Extract the lines of the records starting at the first line and ending at the line containing "pixel 242 374", including both, and reproduce them word for word.

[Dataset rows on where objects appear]
********

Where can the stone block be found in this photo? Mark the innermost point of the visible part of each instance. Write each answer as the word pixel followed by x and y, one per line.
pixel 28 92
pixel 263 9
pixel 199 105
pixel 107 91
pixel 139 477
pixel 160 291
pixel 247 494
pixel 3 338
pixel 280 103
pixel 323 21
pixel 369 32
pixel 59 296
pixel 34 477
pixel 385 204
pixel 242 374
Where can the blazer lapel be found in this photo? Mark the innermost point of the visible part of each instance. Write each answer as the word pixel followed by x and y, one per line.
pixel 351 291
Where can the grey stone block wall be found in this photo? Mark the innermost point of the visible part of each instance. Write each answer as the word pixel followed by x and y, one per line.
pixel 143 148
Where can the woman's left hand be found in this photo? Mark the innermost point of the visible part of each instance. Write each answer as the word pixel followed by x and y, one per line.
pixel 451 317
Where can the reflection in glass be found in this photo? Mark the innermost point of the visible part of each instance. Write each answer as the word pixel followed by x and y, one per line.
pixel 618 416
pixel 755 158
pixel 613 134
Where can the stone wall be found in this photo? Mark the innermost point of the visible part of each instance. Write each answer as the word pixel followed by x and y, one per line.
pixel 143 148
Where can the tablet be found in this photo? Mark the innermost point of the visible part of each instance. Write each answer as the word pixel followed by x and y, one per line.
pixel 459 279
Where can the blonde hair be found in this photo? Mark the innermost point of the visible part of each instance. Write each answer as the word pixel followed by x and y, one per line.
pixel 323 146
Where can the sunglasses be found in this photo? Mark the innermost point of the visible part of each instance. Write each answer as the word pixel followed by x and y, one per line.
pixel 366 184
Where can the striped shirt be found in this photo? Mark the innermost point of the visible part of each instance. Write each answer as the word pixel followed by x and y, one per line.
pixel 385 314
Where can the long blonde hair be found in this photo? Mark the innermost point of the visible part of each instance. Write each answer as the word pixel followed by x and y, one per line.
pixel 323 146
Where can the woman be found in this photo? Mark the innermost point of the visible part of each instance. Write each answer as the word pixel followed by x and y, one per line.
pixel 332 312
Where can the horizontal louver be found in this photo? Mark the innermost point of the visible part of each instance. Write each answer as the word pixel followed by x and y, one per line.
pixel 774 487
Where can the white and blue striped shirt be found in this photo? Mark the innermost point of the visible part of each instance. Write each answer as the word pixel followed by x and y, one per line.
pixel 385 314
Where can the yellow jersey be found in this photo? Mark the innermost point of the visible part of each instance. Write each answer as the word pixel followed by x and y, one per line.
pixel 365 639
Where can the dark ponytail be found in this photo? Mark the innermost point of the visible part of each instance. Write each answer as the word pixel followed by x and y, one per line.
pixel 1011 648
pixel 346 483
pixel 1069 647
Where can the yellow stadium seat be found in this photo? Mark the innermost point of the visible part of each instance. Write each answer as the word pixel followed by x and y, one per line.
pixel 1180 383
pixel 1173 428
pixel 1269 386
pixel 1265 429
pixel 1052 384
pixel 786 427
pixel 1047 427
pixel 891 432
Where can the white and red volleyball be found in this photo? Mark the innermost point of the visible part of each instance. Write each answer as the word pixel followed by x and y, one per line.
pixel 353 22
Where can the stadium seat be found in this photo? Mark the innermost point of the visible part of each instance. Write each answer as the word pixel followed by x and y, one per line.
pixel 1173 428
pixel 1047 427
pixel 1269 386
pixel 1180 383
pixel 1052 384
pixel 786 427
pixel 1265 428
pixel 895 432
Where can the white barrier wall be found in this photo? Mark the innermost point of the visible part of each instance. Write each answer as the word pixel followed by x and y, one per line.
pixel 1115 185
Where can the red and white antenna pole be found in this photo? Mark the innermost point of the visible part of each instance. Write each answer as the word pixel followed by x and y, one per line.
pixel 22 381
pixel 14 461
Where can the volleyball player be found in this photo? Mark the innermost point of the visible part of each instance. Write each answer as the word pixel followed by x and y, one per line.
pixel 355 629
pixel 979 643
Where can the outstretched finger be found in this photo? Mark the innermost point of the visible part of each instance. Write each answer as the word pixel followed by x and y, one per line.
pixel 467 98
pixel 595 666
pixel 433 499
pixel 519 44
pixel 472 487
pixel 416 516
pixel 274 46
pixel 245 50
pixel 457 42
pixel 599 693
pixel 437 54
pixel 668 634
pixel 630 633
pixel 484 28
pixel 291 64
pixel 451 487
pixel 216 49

********

Written reply:
Where can the stone block be found in this photo? Mark the innermost point of the visible part of each instance. Write each answer as the word pixel followed by x and y, one per line.
pixel 28 92
pixel 263 9
pixel 199 105
pixel 107 91
pixel 139 477
pixel 160 291
pixel 247 494
pixel 3 338
pixel 280 103
pixel 323 21
pixel 369 32
pixel 59 296
pixel 34 477
pixel 385 204
pixel 242 374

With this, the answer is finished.